Try it: Every line of the records that holds the word "woman" should be copied out.

Input for this task:
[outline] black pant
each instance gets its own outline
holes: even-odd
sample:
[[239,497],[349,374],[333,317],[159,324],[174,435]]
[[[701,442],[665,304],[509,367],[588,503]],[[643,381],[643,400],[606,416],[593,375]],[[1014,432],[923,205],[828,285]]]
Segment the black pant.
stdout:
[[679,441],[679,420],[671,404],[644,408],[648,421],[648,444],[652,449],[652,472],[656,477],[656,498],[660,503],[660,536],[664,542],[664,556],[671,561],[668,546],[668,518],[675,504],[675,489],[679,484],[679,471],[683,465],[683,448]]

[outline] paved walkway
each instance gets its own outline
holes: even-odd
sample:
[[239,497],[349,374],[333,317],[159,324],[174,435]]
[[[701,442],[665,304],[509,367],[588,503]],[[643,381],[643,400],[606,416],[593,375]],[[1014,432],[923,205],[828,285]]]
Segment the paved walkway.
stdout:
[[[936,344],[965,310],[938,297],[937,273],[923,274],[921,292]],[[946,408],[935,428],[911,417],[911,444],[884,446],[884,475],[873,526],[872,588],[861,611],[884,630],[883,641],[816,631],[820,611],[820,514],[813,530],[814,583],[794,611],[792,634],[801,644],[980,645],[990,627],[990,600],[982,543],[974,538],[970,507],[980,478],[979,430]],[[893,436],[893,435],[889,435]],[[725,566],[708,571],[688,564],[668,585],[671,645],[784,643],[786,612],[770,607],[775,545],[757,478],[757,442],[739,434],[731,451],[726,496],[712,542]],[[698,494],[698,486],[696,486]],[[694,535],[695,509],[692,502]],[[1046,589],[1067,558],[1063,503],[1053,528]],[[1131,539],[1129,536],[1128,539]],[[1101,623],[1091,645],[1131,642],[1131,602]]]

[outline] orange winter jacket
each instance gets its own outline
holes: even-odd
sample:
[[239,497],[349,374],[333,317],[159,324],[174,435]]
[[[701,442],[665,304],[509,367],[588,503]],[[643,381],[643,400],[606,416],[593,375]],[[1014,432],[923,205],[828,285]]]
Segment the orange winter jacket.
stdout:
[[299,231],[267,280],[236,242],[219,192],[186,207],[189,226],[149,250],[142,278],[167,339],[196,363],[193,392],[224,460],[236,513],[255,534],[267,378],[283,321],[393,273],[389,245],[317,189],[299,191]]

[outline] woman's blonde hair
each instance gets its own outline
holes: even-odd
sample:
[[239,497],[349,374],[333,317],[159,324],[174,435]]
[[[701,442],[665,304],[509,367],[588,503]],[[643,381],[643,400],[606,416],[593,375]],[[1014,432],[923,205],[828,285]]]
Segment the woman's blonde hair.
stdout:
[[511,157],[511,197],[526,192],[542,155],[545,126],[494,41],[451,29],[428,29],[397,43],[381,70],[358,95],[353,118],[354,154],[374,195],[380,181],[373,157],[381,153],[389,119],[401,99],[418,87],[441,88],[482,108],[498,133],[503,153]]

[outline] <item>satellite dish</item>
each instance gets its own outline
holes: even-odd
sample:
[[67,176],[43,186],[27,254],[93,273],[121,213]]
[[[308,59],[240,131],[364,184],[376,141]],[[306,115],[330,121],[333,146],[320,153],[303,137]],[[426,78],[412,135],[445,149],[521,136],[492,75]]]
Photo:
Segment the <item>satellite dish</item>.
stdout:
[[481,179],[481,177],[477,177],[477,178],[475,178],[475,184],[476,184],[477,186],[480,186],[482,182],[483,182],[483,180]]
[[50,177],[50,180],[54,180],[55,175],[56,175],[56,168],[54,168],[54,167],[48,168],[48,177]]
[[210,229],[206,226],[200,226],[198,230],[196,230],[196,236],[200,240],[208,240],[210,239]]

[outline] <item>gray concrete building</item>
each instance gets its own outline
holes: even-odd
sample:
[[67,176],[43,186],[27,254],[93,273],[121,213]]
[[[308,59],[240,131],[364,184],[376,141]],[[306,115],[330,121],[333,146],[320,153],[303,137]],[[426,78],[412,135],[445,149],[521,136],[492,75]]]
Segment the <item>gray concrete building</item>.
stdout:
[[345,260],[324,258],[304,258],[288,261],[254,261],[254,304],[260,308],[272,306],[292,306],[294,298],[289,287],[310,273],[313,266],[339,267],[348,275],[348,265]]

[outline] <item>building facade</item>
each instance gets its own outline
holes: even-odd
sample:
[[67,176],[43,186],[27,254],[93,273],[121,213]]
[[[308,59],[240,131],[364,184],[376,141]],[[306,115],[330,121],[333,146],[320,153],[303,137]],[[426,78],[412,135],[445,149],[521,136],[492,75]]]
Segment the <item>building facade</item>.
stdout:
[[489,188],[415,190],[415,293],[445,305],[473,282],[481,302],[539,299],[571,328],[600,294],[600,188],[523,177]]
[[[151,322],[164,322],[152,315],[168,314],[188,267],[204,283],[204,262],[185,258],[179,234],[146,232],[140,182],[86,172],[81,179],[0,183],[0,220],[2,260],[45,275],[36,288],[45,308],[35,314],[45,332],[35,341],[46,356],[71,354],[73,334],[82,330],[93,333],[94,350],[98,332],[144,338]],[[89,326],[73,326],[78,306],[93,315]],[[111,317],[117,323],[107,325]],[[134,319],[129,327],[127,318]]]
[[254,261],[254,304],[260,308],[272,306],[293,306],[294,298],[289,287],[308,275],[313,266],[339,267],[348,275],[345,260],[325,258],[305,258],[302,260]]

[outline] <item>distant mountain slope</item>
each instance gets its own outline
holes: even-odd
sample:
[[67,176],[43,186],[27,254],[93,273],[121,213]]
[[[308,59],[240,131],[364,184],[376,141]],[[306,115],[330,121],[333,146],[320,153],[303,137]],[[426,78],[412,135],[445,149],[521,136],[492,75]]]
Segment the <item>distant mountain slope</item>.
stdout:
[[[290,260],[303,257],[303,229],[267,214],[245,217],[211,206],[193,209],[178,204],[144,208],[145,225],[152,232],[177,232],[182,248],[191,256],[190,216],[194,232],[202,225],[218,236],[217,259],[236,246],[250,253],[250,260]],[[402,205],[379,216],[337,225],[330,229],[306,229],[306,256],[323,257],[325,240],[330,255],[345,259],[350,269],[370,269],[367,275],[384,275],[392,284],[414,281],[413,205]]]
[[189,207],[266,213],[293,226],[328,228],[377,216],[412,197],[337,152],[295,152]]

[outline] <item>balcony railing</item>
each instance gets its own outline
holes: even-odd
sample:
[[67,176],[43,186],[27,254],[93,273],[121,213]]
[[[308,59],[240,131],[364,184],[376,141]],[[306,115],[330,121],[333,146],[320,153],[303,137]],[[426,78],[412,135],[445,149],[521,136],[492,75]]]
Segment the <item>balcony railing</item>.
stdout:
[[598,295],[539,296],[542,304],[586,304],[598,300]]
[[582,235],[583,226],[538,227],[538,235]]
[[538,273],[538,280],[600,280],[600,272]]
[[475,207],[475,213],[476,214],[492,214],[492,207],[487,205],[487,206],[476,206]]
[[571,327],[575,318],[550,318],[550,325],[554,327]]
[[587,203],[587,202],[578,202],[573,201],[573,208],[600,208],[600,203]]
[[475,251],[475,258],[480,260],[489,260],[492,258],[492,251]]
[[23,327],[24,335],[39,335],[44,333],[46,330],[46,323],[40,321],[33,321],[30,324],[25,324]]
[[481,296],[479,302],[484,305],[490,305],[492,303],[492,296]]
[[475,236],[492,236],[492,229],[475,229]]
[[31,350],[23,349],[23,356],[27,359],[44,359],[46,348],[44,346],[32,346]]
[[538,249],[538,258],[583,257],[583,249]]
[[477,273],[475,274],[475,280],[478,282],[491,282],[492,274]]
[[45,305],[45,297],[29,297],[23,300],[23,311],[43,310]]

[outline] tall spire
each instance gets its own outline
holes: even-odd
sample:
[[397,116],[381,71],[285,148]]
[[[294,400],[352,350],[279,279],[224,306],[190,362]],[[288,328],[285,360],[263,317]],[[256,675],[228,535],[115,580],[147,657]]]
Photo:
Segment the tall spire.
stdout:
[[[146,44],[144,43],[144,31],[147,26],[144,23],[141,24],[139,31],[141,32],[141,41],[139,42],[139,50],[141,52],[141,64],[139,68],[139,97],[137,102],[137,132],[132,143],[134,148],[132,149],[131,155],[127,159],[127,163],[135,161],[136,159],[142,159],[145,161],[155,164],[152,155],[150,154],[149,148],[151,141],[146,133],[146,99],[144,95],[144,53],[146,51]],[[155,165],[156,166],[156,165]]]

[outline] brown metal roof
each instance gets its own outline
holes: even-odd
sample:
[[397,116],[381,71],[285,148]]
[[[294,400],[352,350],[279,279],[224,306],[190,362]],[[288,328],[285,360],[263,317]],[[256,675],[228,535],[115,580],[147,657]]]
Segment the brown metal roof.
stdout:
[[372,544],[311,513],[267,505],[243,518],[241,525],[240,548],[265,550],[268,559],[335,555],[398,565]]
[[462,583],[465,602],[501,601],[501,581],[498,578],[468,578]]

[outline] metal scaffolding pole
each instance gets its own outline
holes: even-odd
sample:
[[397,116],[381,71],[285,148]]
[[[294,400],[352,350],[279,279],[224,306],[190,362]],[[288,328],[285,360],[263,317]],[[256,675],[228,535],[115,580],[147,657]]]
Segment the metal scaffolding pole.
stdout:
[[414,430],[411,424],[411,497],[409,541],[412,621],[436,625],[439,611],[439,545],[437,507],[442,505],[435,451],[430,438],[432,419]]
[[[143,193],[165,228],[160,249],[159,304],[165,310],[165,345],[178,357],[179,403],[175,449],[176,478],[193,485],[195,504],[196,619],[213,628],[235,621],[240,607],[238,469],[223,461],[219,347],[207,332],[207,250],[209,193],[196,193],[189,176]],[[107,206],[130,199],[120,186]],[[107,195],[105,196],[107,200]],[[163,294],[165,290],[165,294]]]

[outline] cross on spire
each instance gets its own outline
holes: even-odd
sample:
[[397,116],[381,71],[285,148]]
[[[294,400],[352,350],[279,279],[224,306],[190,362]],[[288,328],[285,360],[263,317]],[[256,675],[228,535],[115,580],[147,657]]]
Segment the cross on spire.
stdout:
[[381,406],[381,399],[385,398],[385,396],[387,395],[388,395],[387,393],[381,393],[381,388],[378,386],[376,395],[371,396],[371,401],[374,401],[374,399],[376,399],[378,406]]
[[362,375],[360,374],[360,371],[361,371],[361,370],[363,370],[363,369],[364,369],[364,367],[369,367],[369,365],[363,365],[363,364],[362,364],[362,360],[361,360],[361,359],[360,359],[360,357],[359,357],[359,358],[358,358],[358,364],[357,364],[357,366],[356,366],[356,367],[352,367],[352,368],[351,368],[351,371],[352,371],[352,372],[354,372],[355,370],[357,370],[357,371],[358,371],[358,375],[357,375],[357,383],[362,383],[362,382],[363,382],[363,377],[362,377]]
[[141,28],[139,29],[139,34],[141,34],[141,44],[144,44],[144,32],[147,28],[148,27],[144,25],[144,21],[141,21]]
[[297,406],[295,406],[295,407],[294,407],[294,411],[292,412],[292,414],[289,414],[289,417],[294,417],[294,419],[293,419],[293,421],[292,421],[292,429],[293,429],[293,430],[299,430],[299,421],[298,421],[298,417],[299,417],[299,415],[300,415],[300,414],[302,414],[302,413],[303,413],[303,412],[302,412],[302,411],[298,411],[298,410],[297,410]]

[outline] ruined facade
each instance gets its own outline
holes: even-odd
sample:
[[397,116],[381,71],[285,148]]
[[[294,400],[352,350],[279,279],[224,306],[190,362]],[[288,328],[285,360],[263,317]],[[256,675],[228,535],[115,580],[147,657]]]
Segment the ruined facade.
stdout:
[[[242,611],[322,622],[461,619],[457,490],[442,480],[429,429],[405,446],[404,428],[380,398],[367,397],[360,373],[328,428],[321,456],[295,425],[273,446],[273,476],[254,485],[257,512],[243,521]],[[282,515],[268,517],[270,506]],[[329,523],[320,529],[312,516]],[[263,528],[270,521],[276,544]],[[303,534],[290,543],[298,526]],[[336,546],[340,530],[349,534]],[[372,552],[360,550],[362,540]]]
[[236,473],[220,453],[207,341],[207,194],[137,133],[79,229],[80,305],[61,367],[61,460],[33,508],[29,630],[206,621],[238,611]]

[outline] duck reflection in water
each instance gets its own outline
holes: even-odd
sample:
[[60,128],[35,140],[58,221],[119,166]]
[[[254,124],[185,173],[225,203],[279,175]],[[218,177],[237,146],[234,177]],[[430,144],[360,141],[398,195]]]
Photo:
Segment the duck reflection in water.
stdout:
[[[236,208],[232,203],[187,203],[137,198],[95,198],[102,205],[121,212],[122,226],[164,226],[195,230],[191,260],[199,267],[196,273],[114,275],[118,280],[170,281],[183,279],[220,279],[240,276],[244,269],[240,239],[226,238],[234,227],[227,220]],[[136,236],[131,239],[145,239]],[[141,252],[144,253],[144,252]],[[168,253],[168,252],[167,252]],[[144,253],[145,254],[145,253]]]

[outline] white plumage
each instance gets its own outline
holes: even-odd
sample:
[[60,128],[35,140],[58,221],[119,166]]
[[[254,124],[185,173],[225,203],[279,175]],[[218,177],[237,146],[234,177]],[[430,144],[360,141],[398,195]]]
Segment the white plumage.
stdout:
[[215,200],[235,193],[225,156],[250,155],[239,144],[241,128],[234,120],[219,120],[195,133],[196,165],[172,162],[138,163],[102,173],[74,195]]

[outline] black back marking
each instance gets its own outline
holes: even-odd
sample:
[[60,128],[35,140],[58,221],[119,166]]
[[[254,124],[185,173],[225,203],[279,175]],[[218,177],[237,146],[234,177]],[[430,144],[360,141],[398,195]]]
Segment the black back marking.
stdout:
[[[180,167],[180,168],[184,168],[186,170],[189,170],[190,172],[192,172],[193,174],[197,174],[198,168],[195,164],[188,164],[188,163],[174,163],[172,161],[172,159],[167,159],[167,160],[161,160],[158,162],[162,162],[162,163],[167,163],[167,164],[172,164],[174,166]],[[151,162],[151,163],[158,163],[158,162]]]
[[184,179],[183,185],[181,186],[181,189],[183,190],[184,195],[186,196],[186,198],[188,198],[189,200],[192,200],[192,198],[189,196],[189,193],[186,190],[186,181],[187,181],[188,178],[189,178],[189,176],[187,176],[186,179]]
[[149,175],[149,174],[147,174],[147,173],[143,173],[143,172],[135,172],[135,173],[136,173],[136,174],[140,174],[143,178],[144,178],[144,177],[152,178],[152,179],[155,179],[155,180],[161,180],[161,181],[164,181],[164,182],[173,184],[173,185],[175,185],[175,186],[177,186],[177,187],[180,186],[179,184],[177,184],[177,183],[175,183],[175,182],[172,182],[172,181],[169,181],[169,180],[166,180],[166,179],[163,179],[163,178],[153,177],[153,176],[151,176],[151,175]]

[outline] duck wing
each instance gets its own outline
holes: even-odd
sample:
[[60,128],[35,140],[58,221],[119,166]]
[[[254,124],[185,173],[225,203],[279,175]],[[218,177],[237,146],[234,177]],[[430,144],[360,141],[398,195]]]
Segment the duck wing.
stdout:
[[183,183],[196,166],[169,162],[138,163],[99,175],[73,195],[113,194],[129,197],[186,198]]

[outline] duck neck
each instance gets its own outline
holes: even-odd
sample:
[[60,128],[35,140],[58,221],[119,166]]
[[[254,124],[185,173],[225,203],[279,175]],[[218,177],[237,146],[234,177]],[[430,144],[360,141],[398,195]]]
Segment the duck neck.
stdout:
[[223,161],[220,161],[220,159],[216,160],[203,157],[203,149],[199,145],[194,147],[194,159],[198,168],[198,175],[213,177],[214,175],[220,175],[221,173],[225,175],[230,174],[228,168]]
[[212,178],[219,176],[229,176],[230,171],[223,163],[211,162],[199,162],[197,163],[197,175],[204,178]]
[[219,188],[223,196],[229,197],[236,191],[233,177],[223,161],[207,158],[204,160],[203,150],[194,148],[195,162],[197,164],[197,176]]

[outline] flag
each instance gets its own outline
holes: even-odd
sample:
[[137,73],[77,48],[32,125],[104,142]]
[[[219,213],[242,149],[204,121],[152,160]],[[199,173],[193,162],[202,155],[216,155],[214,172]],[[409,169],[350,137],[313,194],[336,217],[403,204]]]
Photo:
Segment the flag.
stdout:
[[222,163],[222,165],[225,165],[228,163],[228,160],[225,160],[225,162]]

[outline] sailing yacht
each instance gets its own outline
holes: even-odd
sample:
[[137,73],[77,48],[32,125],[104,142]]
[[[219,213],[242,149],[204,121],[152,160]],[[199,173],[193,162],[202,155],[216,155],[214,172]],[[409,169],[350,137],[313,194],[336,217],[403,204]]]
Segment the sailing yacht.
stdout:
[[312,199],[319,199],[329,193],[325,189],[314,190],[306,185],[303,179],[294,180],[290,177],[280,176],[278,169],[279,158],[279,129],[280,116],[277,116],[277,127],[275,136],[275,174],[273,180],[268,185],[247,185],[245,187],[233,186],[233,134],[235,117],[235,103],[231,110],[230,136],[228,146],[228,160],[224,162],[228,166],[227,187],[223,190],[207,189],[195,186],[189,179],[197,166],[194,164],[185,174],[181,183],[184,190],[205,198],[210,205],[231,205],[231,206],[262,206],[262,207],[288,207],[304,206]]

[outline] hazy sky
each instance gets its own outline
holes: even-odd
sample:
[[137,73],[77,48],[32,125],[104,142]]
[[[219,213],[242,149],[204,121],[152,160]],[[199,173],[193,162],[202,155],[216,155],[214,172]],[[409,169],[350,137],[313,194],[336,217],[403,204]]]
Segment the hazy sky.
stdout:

Written response:
[outline] woman's blonde hair
Segment the woman's blonde hair.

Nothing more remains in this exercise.